INFORMATION SUPPLIED
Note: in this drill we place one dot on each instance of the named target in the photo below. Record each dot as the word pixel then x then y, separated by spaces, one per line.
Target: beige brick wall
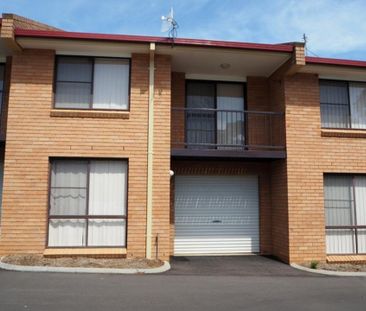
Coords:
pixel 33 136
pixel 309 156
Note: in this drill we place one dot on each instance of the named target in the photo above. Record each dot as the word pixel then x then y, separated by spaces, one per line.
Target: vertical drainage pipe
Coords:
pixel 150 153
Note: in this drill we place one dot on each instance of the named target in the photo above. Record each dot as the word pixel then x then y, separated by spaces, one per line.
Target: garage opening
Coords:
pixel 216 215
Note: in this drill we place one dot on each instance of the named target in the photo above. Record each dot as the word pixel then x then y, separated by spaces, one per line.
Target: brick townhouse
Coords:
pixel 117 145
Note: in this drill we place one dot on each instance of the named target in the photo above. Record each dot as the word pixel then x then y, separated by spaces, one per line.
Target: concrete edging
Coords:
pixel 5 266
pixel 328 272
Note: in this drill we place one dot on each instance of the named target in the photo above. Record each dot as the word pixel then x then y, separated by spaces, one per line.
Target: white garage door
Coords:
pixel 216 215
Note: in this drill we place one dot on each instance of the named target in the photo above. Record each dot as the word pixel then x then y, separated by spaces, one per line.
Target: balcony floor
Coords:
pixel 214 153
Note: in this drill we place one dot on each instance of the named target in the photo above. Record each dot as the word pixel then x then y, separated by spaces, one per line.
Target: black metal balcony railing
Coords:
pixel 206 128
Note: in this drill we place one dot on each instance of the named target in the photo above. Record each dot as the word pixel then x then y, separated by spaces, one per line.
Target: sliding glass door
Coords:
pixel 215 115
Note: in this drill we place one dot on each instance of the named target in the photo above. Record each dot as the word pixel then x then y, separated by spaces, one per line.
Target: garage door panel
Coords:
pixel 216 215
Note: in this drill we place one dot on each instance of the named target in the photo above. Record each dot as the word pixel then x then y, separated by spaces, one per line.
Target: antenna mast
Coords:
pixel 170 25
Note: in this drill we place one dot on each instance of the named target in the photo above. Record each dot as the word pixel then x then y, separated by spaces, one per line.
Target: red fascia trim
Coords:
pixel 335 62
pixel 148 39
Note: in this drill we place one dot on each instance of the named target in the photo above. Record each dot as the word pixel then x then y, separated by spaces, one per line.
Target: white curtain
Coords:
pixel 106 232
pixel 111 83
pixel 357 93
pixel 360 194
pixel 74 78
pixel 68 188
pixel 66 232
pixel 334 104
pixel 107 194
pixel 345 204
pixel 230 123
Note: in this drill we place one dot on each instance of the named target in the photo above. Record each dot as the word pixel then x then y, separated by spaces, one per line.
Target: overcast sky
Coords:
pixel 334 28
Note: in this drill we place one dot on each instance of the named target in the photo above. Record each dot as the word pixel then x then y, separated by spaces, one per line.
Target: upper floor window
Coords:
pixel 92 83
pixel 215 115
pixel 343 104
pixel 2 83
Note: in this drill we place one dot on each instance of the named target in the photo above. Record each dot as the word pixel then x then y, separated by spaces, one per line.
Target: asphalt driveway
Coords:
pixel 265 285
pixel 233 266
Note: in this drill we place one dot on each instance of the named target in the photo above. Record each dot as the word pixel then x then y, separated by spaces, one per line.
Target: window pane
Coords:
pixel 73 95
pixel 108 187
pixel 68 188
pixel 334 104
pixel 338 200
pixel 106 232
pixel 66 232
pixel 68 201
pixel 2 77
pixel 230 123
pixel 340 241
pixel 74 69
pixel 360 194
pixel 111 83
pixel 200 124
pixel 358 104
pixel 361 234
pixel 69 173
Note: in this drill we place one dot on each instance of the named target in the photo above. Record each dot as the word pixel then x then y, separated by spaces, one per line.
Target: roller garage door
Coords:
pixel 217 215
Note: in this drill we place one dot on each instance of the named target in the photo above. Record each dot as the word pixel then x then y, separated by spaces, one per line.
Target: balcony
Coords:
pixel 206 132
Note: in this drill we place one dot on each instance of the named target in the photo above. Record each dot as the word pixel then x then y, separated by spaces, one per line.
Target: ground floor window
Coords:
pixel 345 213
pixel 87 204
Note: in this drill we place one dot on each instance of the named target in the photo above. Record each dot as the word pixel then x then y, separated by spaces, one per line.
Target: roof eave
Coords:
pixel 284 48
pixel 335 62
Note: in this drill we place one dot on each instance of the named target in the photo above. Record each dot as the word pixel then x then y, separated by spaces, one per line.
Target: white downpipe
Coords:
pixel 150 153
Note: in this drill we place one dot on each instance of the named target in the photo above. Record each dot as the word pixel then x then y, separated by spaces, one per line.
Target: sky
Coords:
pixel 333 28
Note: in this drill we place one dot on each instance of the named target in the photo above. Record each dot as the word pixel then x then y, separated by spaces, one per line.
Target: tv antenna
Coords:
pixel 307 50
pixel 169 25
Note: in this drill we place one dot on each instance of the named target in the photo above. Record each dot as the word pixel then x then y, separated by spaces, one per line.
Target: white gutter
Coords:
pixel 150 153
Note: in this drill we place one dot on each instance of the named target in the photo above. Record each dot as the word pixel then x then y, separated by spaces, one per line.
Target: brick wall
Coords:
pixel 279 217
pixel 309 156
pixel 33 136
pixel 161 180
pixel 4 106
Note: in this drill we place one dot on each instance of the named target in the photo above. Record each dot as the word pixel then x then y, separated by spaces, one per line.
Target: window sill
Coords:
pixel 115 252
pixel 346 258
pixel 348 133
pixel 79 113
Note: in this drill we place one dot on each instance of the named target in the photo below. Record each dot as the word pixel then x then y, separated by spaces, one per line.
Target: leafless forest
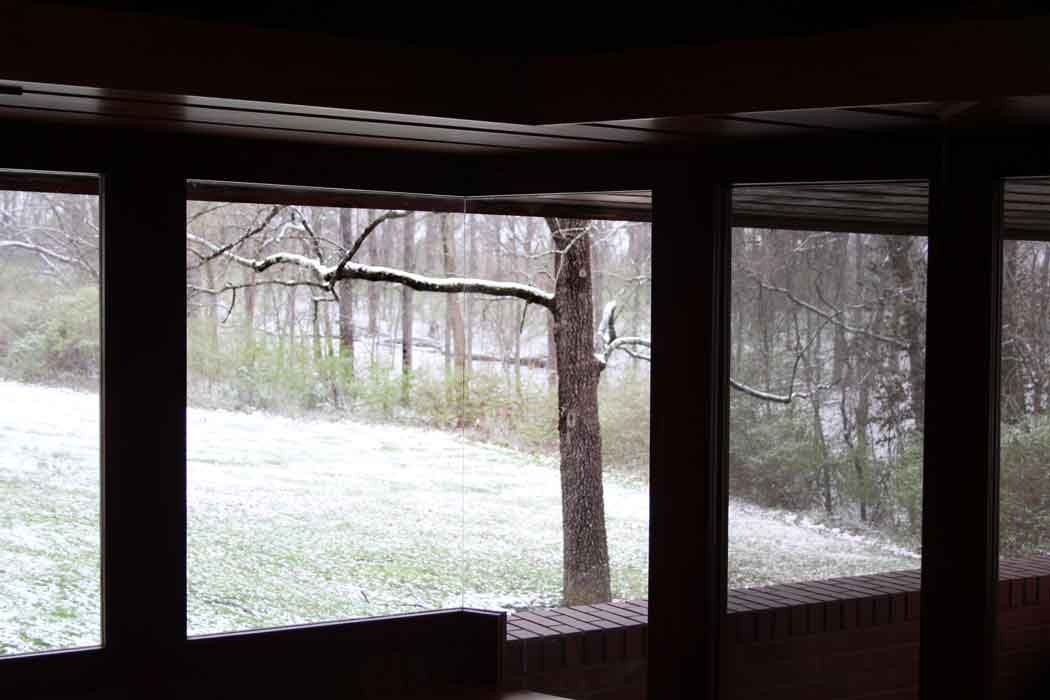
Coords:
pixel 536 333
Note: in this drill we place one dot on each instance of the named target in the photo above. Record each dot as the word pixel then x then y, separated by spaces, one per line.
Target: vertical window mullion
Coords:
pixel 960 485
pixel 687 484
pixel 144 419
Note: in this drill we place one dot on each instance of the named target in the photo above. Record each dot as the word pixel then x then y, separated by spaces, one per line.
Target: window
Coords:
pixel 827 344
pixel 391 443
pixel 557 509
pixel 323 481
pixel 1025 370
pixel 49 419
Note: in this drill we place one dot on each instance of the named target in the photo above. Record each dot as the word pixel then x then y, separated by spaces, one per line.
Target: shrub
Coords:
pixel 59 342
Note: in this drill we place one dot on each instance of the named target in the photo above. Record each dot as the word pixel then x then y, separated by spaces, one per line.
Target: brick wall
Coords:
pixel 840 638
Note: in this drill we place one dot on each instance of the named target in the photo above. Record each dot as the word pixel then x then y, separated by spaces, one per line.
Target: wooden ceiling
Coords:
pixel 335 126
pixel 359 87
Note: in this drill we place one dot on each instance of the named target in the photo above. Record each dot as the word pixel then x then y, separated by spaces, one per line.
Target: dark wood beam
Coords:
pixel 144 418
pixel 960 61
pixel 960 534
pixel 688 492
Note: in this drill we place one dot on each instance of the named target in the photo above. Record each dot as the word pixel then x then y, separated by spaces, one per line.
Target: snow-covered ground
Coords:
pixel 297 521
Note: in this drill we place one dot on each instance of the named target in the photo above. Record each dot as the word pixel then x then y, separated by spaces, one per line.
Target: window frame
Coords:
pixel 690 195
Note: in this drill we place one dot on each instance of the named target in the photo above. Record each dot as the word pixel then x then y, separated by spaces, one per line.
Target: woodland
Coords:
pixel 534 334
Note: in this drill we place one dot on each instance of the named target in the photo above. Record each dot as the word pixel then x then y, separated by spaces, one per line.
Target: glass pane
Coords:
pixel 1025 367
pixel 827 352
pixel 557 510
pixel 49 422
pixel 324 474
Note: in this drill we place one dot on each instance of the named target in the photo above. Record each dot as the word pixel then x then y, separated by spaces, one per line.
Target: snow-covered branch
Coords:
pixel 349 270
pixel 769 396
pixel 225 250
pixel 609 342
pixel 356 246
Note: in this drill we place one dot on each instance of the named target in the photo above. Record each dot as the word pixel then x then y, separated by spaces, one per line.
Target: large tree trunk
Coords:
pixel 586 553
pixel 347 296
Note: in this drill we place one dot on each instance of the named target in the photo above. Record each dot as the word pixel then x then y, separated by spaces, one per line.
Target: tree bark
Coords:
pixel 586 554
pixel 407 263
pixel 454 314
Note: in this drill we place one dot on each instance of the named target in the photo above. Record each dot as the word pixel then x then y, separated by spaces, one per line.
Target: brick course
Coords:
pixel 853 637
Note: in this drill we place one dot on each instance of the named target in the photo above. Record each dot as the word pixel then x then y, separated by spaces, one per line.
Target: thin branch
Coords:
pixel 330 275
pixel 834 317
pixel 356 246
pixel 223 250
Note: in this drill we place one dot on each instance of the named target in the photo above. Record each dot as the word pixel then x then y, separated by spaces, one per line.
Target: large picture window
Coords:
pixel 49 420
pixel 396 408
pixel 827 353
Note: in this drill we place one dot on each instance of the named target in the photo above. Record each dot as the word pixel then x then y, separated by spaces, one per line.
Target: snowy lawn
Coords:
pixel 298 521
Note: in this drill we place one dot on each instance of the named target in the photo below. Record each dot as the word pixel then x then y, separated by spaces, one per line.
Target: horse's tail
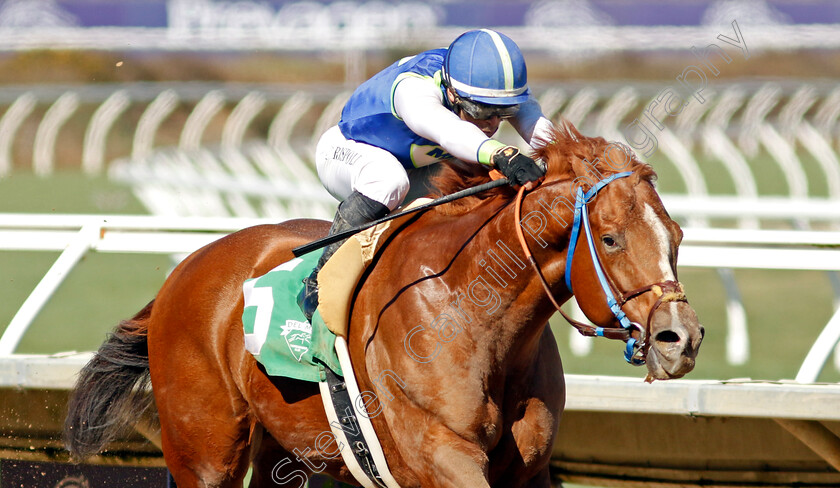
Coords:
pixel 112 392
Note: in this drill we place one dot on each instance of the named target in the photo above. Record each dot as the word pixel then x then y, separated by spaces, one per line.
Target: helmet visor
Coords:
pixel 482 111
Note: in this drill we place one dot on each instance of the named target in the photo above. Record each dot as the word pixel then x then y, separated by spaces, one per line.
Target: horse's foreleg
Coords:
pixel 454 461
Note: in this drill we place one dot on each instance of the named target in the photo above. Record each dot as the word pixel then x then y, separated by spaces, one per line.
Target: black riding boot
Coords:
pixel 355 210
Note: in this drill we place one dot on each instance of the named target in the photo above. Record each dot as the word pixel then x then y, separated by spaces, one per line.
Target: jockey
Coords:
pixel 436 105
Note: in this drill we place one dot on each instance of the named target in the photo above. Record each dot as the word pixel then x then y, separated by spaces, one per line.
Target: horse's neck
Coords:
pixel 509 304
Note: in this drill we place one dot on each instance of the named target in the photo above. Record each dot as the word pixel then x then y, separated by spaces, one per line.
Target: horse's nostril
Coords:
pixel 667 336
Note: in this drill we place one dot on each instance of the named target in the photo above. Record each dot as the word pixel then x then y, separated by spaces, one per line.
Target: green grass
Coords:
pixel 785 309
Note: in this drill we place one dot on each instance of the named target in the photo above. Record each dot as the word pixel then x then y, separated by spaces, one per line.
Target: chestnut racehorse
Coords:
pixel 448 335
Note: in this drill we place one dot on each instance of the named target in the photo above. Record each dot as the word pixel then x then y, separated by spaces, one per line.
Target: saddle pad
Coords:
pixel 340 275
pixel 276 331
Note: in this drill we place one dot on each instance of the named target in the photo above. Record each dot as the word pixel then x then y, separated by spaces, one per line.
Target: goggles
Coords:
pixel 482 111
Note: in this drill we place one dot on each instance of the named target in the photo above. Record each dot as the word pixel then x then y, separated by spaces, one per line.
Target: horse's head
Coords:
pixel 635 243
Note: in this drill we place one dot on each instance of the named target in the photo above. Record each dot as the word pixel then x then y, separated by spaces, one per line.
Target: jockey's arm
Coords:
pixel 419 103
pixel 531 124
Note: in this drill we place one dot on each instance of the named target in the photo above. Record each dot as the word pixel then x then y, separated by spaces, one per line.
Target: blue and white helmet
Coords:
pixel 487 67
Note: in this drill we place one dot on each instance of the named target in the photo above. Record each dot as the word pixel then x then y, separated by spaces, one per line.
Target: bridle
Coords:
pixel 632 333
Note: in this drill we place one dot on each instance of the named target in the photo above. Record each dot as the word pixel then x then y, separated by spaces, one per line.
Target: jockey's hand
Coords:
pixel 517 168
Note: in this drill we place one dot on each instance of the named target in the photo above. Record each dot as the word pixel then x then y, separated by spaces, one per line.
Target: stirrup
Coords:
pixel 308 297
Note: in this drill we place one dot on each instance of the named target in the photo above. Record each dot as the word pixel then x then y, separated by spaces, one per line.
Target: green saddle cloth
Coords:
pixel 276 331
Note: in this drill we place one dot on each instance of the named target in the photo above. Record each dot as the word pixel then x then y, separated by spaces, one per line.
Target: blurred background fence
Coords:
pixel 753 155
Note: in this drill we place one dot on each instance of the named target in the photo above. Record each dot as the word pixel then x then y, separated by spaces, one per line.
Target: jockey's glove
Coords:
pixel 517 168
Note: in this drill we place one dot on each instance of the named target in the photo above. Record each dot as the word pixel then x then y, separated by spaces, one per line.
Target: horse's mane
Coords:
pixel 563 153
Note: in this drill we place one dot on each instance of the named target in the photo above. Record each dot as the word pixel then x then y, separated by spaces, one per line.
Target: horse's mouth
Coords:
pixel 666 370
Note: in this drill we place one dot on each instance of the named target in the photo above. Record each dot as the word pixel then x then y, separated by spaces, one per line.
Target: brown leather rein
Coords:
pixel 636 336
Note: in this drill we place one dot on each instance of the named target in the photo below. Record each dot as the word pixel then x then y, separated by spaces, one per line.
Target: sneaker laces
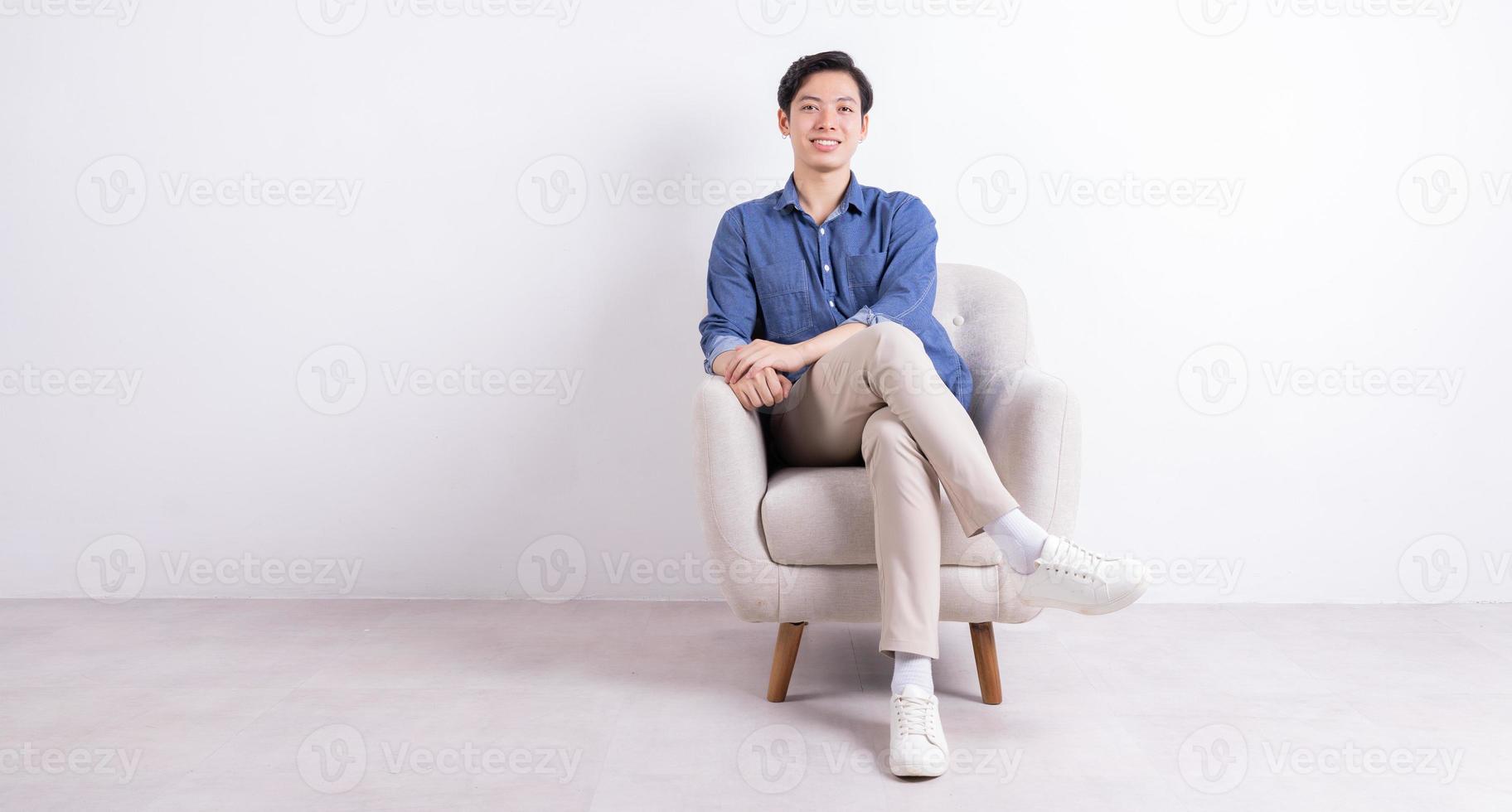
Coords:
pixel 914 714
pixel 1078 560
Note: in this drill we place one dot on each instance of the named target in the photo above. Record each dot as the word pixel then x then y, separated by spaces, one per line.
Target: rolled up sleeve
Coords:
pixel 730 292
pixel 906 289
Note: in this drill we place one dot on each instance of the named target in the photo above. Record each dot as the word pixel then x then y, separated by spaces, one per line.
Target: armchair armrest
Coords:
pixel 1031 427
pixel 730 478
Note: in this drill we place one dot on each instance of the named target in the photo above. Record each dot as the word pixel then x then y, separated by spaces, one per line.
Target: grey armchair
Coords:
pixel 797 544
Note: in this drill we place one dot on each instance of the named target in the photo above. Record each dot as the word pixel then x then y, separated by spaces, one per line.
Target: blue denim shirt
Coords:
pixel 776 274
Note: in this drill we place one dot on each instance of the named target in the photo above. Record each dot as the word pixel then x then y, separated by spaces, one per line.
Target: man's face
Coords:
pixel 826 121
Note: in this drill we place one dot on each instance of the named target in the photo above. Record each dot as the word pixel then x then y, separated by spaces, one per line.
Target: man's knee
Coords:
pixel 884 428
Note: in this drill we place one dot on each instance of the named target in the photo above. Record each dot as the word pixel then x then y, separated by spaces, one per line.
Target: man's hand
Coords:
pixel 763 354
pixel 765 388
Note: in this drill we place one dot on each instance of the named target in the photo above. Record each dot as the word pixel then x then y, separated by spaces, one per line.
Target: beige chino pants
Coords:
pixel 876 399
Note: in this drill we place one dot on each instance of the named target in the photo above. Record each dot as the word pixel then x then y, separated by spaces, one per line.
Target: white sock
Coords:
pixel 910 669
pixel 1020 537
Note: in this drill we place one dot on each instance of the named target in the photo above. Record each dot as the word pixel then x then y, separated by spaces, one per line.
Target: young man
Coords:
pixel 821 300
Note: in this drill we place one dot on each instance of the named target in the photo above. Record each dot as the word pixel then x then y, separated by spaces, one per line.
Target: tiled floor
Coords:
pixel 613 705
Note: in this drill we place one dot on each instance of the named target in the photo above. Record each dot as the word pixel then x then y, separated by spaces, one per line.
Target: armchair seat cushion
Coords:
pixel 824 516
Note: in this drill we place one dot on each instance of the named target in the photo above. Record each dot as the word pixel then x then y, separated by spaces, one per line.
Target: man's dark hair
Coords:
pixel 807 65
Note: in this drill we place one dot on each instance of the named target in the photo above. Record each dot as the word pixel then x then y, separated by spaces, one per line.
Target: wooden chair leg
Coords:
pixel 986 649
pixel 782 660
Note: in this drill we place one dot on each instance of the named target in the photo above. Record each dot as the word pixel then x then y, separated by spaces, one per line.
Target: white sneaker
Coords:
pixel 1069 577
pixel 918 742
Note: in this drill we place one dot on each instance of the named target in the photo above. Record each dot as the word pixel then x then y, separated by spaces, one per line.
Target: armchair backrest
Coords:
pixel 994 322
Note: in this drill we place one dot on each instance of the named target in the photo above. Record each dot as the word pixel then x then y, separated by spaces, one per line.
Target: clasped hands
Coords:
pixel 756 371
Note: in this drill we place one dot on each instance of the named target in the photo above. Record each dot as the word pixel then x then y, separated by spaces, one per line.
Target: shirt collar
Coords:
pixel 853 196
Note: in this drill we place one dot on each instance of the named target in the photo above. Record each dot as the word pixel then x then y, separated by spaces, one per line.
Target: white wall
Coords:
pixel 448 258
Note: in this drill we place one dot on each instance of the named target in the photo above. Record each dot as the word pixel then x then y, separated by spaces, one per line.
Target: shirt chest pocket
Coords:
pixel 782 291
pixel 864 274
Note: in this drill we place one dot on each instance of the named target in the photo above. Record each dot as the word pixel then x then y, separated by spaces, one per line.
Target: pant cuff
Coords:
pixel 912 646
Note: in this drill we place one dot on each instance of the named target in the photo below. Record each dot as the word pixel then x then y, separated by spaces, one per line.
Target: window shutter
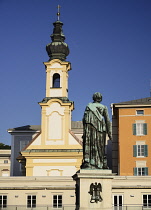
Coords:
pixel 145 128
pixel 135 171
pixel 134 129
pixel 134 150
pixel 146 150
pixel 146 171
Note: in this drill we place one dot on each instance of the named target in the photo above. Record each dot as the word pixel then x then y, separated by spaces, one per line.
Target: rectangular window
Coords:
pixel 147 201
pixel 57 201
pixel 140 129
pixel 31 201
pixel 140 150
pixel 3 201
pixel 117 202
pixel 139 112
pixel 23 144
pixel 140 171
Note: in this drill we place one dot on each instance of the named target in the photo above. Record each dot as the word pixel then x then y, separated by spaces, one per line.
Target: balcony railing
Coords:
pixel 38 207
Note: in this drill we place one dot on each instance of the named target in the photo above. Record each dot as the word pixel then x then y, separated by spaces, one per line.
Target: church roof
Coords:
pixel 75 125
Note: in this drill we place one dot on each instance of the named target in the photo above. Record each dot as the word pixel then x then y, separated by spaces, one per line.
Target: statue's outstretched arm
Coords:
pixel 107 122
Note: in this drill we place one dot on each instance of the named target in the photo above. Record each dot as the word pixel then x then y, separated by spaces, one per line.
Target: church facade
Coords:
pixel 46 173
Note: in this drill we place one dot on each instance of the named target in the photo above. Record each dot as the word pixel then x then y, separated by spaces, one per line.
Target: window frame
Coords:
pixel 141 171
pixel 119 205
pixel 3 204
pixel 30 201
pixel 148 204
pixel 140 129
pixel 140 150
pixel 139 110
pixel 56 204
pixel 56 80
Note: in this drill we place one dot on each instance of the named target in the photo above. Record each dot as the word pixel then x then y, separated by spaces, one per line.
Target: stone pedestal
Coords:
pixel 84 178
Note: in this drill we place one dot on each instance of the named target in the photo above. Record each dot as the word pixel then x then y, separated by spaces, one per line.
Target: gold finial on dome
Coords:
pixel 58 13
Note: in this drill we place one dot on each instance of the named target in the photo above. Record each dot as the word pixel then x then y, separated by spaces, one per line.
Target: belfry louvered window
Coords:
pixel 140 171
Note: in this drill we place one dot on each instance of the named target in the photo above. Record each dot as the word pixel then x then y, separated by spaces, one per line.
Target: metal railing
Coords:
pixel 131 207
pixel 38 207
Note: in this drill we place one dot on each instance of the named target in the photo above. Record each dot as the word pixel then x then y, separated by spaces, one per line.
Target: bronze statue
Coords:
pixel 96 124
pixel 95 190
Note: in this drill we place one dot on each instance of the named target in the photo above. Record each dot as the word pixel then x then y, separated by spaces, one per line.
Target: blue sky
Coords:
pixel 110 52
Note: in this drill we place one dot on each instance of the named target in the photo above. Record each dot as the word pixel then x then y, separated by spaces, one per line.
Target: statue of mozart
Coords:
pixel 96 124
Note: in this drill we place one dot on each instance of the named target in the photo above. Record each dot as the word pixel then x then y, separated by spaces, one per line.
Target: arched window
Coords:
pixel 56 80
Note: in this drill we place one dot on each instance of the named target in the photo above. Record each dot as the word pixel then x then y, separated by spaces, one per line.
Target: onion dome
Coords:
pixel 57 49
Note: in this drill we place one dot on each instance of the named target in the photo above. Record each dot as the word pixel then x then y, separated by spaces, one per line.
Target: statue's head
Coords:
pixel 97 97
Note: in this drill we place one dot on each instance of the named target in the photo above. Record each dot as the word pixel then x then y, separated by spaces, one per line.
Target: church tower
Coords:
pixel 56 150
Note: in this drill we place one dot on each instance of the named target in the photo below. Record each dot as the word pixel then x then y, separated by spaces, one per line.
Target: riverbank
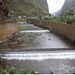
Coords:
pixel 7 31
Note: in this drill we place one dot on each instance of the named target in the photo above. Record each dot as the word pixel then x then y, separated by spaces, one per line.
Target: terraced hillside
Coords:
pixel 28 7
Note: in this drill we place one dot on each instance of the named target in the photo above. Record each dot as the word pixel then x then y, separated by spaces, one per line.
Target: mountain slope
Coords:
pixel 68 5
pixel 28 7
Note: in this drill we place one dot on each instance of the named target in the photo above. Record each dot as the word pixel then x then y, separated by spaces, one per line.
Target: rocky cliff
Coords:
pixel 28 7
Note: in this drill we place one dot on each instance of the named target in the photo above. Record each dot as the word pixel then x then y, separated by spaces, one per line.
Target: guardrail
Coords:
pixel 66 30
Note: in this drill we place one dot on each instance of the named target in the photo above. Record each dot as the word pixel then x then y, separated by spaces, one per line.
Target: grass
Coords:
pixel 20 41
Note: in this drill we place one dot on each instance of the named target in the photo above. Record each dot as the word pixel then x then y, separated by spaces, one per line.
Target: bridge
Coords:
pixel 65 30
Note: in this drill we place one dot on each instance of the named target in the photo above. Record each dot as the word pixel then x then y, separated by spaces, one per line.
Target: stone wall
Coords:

ASSIGNED TASK
The answer must consist of every line from the entries above that contains "sneaker".

RESPONSE TO THE EXERCISE
Target: sneaker laces
Target: white sneaker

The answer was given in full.